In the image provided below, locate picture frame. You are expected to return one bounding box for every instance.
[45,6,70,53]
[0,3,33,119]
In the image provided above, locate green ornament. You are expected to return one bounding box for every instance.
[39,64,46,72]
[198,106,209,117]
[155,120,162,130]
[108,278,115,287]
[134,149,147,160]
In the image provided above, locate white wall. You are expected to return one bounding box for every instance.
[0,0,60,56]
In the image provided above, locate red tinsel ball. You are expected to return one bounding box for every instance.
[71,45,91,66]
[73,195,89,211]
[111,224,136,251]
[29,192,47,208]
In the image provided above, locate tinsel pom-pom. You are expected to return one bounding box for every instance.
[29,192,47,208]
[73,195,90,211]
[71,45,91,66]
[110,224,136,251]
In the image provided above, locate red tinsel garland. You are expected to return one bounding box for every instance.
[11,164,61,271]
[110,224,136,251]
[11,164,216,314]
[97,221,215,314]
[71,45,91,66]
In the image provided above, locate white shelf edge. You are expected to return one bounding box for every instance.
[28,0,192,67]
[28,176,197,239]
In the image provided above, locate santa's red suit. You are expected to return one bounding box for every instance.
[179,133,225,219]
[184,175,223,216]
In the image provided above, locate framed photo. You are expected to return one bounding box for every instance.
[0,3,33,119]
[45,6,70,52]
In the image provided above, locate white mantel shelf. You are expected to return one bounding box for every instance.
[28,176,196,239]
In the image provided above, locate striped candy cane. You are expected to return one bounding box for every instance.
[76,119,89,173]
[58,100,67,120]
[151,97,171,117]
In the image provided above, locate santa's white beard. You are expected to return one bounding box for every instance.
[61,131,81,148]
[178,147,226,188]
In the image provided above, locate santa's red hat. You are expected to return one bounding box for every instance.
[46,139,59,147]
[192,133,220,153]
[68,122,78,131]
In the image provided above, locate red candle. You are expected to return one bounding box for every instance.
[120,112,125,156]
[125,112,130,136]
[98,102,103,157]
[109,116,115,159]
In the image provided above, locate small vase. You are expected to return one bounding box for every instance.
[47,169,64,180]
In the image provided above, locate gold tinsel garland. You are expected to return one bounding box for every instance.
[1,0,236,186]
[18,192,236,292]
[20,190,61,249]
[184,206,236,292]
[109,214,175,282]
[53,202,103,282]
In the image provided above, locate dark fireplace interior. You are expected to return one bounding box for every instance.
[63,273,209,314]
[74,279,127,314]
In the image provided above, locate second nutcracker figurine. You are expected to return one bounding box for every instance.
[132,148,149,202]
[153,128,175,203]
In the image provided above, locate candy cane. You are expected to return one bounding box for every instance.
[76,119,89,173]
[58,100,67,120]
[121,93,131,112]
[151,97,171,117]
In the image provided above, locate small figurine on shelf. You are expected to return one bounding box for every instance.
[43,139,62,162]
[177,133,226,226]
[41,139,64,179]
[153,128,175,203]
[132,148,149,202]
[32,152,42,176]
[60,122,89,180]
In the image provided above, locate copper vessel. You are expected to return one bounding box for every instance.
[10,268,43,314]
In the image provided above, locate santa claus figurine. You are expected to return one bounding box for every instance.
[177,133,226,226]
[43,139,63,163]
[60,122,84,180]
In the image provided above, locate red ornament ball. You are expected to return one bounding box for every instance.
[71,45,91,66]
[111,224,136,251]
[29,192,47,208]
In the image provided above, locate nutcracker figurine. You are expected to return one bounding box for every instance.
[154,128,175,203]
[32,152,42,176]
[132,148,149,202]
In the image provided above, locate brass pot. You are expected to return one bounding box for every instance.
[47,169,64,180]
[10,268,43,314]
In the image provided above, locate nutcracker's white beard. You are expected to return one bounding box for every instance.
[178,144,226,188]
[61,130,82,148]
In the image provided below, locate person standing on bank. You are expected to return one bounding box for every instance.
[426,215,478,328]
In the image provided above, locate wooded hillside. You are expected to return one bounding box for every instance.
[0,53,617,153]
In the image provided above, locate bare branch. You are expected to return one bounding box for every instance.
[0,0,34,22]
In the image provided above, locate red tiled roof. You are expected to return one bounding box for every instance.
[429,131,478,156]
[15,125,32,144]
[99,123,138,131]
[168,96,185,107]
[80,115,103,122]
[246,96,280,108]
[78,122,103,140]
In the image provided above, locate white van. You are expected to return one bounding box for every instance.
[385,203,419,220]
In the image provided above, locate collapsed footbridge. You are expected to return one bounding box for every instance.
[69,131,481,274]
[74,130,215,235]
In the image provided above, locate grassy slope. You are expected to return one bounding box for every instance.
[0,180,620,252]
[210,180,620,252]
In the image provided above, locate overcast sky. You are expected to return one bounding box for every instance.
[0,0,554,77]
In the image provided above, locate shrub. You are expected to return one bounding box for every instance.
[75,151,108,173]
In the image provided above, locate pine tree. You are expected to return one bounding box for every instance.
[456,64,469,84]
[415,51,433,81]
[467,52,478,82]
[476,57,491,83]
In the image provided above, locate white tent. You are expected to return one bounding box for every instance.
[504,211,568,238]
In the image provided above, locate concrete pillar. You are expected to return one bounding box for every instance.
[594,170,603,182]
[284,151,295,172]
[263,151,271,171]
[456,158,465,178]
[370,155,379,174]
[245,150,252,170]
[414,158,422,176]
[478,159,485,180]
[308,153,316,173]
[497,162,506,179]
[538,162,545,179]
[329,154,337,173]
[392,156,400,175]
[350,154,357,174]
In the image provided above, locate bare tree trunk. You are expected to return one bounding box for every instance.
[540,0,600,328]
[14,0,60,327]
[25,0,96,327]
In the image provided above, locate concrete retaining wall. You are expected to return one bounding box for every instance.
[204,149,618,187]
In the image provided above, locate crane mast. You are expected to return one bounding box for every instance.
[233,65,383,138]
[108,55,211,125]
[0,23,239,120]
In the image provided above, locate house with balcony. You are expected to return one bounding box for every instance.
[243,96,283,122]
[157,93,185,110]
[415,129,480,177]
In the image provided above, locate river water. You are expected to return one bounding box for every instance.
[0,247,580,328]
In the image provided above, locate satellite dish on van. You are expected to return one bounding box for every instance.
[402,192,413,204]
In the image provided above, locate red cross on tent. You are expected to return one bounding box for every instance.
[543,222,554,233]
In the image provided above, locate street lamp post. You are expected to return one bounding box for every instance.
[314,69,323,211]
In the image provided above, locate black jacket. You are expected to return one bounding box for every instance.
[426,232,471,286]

#####

From the records above, extract every line from the one containing "In the image provided above, locate nutcracker's" down to the one containing "[426,215,478,328]", both included, and reproduce those lines verbatim.

▶ Complete response
In the image provided above, locate nutcracker's white beard. You are expected to return one bounding box for every instance.
[178,144,226,188]
[61,130,82,148]
In the image provided below, locate person standing on bank. You are expected to return one bounding box for every instance.
[426,215,478,328]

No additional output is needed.